━━ GIVEN PASSAGE ━━

The Observability tab (the dashboard sometimes shows it as Analytics) gives you a four-panel snapshot of your application's auth health. The page is a sidebar of sub-pages, with Overview as the landing screen.
┌─────────────────────────┬─────────────────────────┐
│ Authentication Requests │ User Signups │
│ successful / failed │ new users per day │
├─────────────────────────┼─────────────────────────┤
│ Security Events │ Account Activity │
│ failed-login reasons │ locked / MFA-enabled │
└─────────────────────────┴─────────────────────────┘
Pick a date range from the header (7 days / 30 days / 90 days / custom). Every chart updates together.
Two-line area chart: successful logins vs failed logins per day. The successful line should track your DAU; the failed line is your noise floor — sustained spikes are usually credential-stuffing or brute-force runs and warrant a look at the Security page.
A click on the chart drills into the Security page filtered to that date.
Single-line area chart: new accounts created per day. Click anything to land on the Users page filtered to that date range. Useful for verifying that a marketing push actually translated to signups, or that your latest signup rule didn't strangle the funnel.
Bar chart: count of failed logins broken down by reason (invalid_password, account_locked, user_not_found, mfa_required_but_missing, etc.). The shape of the distribution tells you what to fix next:
Tall invalid_password bar → users forgetting passwords. Improve the magic-link or passkey signage.
Tall user_not_found bar → either a typo-prone email signup field or someone enumerating users. Pair with the Security page to investigate.
Tall mfa_required_but_missing → users hit the MFA wall mid-flow. Often a sign your enforcement just turned on without a clear migration message.

━━━

**TASK REQUIREMENTS**
**A)** List the names of the four panels in the Observability tab guide.
**B)** Continue the Observability tab guide from its last sentence.

━━ DATA PROVIDED ━━

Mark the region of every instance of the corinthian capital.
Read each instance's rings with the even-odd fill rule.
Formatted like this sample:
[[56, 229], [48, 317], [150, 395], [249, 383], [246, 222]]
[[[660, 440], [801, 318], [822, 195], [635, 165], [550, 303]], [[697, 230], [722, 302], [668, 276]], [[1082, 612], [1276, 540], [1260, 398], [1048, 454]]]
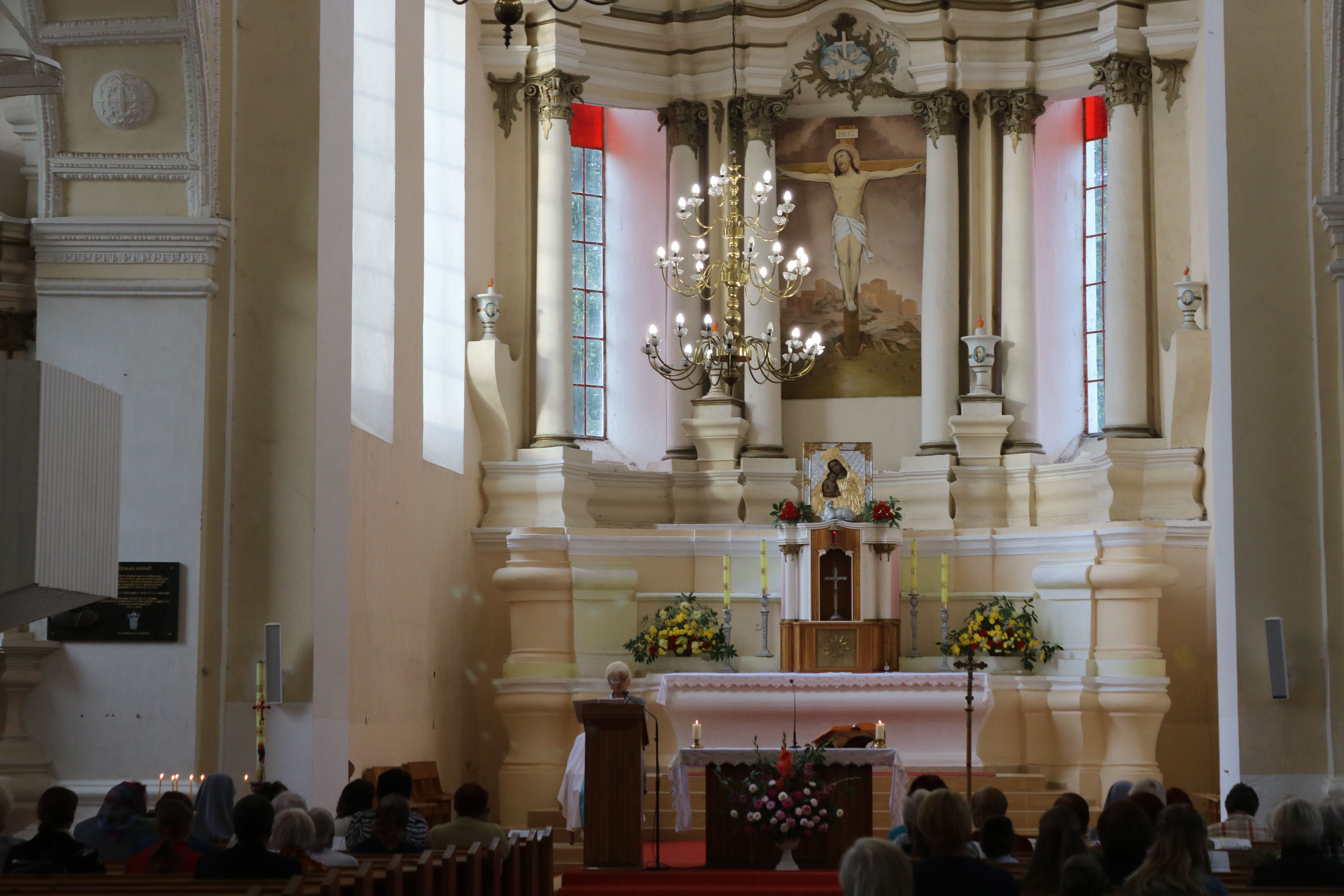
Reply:
[[1116, 110], [1116, 106], [1126, 103], [1134, 107], [1137, 116], [1138, 109], [1148, 102], [1152, 83], [1153, 66], [1148, 59], [1117, 52], [1093, 63], [1093, 82], [1089, 86], [1101, 85], [1106, 89], [1107, 116]]
[[710, 141], [710, 107], [695, 99], [673, 99], [659, 109], [659, 128], [668, 129], [668, 149], [689, 146], [699, 159]]
[[771, 144], [774, 126], [784, 121], [784, 113], [788, 110], [788, 97], [763, 97], [754, 93], [734, 97], [728, 101], [728, 133], [741, 128], [743, 144], [753, 140]]
[[1012, 138], [1012, 149], [1017, 152], [1017, 138], [1036, 133], [1036, 118], [1046, 111], [1046, 98], [1031, 87], [985, 93], [989, 95], [991, 114], [999, 116], [999, 130]]
[[583, 94], [587, 75], [570, 75], [559, 69], [546, 74], [532, 75], [523, 87], [523, 95], [532, 101], [532, 113], [542, 124], [542, 137], [551, 138], [551, 122], [560, 118], [569, 122], [574, 117], [573, 103]]
[[914, 113], [923, 118], [925, 133], [938, 145], [938, 137], [957, 133], [964, 116], [970, 114], [970, 101], [960, 90], [934, 90], [913, 97]]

━━━

**TASK RESULTS**
**A)** Authentication Requests, User Signups, Security Events, Account Activity

**B)**
If there's nothing to chart, the panel shows "No security events in this period." That's good news.
Bar chart with two cards: Locked Accounts and MFA Enabled. The first should trend toward zero (it's a count of users currently in the lockout state). The second should trend up as your enforcement matures.
Failed logins by reason — same chart as above, plus a daily timeline.
Top offending IPs — IPs with the most failed login attempts. Useful when fingerprinting an attacker.
Top targeted accounts — accounts that are receiving the most failed attempts. Pair with account lockout thresholds.
Anomalies — sudden spikes vs the trailing baseline.
The page emits an alert badge when activity crosses a threshold — sustained > 50 failures/min, > 10× normal traffic on a single IP, etc. Tune thresholds via the Settings sub-page (defaults are sensible for most apps).
OAuth (split per provider — Google, Microsoft, GitHub, Apple)
Passkey
SAML SSO
Read it as a "what should I prioritize" diagnostic. If 90% of sign-ins are via password and only 2% via passkey, and you've enabled passkey for a month, the passkey CTA isn't visible enough on Universal Login.
Bookmark the Security page if you're on-call for security incidents. The first signal of a credential-stuffing run shows up there 5–15 minutes before your support inbox.
Treat MAU as a leading indicator, not a billing surprise. If MAU is climbing faster than expected, you're either growing well or someone's automating signups. Look at Auth Methods to see which.
Cohort retention reveals onboarding issues. Steep drop from week 1 → week 2 means the post-signup experience isn't sticking.